• Data listing
— START —

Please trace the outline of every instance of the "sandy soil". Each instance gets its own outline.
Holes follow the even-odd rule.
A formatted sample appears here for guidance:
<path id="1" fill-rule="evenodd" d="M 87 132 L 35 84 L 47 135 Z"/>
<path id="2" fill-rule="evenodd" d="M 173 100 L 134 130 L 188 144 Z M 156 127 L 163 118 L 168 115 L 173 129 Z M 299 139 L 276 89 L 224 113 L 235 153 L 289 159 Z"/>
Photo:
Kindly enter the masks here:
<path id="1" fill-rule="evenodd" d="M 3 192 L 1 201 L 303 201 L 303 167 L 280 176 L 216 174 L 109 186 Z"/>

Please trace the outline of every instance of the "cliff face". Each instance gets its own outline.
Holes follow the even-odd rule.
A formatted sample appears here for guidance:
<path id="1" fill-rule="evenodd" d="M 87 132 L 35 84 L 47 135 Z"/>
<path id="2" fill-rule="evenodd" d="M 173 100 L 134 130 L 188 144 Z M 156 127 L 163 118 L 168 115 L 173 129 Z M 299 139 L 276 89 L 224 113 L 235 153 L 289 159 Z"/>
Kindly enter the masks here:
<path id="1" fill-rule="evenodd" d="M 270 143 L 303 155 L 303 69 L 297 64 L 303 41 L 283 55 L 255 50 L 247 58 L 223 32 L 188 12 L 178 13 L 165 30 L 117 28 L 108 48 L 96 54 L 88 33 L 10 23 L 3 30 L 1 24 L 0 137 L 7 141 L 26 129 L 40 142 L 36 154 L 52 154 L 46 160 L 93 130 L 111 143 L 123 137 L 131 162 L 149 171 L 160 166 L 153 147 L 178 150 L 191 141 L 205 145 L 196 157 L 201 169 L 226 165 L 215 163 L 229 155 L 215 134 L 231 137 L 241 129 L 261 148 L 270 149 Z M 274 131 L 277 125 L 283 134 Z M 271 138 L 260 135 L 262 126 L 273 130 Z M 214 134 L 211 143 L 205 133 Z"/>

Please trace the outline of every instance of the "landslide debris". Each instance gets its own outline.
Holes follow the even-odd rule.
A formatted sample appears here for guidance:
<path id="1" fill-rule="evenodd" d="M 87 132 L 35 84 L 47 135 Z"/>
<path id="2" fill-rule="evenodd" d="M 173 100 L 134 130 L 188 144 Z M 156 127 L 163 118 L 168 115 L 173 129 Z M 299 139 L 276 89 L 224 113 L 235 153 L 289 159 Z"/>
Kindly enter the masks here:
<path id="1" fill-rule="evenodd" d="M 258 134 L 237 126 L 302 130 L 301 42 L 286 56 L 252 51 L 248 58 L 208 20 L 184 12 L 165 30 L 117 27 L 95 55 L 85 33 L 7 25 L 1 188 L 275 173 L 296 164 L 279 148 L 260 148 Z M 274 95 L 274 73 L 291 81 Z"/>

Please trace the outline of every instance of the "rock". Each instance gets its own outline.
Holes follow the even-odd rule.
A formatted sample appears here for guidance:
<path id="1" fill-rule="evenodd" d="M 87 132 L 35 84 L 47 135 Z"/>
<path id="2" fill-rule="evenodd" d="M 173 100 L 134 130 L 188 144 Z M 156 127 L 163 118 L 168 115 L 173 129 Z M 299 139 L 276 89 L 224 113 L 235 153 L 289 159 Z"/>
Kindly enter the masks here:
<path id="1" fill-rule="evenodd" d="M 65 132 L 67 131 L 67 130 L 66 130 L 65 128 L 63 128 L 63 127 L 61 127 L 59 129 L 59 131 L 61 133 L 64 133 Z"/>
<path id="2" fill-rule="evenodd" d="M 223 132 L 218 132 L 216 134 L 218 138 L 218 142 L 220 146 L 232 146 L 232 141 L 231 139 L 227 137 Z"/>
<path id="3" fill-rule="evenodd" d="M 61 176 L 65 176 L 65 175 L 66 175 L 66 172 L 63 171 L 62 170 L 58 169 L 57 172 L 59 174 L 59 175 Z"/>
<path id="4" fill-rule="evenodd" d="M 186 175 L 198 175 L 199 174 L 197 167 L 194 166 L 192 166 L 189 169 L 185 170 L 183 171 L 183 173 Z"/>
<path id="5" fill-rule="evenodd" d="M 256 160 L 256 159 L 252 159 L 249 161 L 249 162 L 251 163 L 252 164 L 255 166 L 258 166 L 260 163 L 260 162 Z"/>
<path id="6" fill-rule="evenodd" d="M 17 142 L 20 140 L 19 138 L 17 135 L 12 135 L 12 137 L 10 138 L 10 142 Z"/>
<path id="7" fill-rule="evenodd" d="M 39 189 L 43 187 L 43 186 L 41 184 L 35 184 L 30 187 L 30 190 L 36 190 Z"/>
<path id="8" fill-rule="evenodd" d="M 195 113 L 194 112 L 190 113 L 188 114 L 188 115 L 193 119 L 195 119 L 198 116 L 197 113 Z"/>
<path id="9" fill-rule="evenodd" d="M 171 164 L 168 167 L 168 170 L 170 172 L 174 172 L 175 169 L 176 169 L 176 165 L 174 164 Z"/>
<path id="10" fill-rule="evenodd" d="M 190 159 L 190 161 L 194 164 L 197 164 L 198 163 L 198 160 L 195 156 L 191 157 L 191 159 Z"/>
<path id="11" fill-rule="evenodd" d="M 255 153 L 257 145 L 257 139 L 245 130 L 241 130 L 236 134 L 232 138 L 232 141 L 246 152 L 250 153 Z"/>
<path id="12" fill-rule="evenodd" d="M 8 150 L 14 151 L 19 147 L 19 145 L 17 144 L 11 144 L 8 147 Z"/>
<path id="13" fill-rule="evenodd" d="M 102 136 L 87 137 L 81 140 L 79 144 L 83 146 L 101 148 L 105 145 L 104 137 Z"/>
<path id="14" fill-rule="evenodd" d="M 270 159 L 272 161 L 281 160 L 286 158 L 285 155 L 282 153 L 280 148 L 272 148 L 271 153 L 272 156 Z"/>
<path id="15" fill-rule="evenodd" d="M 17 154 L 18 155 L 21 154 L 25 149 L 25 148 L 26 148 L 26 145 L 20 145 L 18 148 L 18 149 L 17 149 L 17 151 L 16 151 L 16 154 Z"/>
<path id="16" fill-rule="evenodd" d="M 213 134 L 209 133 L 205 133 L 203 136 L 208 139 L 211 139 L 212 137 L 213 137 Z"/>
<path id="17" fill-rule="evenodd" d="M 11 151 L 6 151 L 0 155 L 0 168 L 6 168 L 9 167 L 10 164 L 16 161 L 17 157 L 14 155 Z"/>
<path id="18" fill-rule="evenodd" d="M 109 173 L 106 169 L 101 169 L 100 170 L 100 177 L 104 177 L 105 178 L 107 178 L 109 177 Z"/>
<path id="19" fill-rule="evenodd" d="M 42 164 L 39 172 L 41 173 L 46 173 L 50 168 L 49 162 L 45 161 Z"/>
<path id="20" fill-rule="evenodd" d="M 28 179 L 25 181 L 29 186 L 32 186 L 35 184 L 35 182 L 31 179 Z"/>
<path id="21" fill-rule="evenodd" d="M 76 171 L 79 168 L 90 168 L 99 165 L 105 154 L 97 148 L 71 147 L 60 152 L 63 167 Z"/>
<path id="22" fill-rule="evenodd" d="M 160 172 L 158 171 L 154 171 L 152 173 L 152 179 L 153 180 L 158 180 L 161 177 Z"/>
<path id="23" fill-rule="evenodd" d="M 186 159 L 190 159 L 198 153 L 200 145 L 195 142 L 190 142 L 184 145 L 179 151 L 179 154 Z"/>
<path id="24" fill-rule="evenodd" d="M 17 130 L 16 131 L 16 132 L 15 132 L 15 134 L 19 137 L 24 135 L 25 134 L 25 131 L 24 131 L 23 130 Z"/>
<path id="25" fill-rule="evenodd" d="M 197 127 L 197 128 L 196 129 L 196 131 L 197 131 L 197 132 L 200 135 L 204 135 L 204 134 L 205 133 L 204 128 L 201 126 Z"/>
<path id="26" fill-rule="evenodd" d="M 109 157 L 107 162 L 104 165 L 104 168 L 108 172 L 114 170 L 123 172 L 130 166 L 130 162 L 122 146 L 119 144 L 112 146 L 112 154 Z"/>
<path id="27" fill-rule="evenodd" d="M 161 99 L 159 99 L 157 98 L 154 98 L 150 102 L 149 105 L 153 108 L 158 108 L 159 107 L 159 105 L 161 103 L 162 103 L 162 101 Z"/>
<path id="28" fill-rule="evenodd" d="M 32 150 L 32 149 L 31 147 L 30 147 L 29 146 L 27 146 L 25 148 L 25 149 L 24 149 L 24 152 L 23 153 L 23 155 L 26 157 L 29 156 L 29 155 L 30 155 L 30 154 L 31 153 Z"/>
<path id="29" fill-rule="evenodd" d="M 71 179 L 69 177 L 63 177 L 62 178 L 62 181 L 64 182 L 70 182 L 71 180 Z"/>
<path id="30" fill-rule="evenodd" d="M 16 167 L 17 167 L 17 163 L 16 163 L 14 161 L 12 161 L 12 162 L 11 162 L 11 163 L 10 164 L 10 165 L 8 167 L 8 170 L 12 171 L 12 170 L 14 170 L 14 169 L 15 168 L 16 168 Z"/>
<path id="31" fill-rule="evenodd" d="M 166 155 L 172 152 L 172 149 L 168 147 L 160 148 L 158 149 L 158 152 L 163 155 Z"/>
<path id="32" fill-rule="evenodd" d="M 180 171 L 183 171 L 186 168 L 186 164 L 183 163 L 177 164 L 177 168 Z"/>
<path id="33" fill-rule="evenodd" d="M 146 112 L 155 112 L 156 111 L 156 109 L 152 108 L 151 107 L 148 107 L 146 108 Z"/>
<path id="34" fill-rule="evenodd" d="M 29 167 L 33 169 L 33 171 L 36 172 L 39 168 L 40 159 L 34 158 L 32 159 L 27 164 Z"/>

— END —
— START —

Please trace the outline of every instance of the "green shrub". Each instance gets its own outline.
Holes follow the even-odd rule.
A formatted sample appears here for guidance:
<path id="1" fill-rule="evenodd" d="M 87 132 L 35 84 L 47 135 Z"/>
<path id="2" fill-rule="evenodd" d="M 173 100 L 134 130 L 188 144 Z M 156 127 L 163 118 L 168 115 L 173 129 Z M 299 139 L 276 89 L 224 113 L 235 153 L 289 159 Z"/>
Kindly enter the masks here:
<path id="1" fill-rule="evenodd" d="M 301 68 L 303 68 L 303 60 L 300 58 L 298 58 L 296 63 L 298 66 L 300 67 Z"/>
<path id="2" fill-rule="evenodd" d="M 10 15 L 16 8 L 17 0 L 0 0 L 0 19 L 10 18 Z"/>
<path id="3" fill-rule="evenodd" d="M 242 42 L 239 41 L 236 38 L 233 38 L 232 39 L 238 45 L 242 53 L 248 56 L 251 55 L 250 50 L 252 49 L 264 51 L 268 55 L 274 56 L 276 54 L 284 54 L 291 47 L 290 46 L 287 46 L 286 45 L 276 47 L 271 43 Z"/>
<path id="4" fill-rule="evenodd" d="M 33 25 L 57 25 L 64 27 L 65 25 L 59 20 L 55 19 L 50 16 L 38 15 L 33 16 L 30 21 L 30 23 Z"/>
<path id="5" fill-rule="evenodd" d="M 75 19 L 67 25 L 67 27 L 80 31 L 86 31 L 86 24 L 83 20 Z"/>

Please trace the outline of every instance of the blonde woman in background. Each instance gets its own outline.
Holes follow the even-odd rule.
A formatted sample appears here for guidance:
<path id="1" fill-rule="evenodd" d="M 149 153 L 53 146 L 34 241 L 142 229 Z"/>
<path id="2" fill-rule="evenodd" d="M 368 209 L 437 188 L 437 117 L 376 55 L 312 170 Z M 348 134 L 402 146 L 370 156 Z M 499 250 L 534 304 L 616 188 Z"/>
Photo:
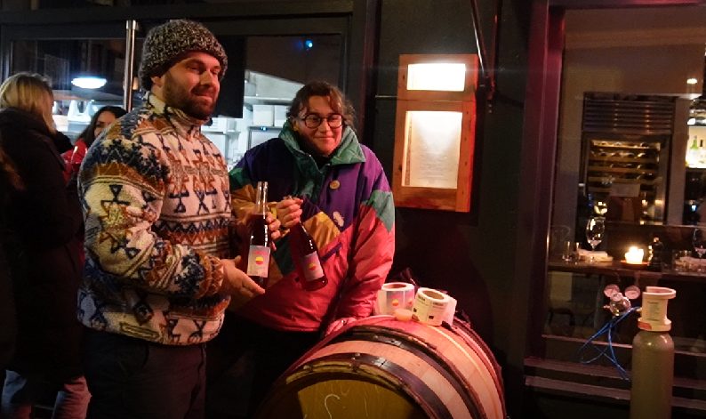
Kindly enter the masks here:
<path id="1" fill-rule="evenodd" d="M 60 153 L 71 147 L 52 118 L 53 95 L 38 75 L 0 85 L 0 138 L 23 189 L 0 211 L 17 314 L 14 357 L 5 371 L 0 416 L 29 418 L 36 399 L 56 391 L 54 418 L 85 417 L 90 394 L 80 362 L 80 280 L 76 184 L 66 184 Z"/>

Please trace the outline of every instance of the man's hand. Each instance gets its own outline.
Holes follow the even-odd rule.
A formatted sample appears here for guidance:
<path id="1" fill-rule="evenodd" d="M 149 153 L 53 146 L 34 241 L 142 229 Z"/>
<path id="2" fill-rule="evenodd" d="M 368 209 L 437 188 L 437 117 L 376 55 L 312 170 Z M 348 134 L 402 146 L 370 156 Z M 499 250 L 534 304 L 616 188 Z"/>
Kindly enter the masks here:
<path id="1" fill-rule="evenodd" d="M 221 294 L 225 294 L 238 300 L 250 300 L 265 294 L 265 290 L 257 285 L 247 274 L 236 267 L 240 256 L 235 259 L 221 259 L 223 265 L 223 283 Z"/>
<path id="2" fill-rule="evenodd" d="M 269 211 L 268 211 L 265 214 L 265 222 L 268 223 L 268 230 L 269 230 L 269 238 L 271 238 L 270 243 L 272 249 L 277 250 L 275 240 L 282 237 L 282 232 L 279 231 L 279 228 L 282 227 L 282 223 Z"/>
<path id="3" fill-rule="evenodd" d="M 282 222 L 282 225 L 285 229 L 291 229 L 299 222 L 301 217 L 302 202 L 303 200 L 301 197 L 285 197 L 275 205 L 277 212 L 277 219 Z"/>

— END —

• Exercise directions
Pull out each line of the records above that contains the word "Please", and copy every such line in full.

• Task answer
Please trace the outline of every instance of the "sandy soil". Each instance gets its own outline.
Please trace the outline of every instance of the "cliff face". Each instance gets its own outline.
Please trace the outline of every instance of the "landslide debris". Each instance gets its own outline.
Please trace the outline of every instance of the "rock". Each instance gets its own outline.
Please trace the outline of every instance of the "green shrub". Each instance gets its own outline.
Please trace the outline of every instance of the blonde woman in background. Each instance gets its own outline.
Please trace the outline of every instance of the man's hand. Each instance gets its own outline.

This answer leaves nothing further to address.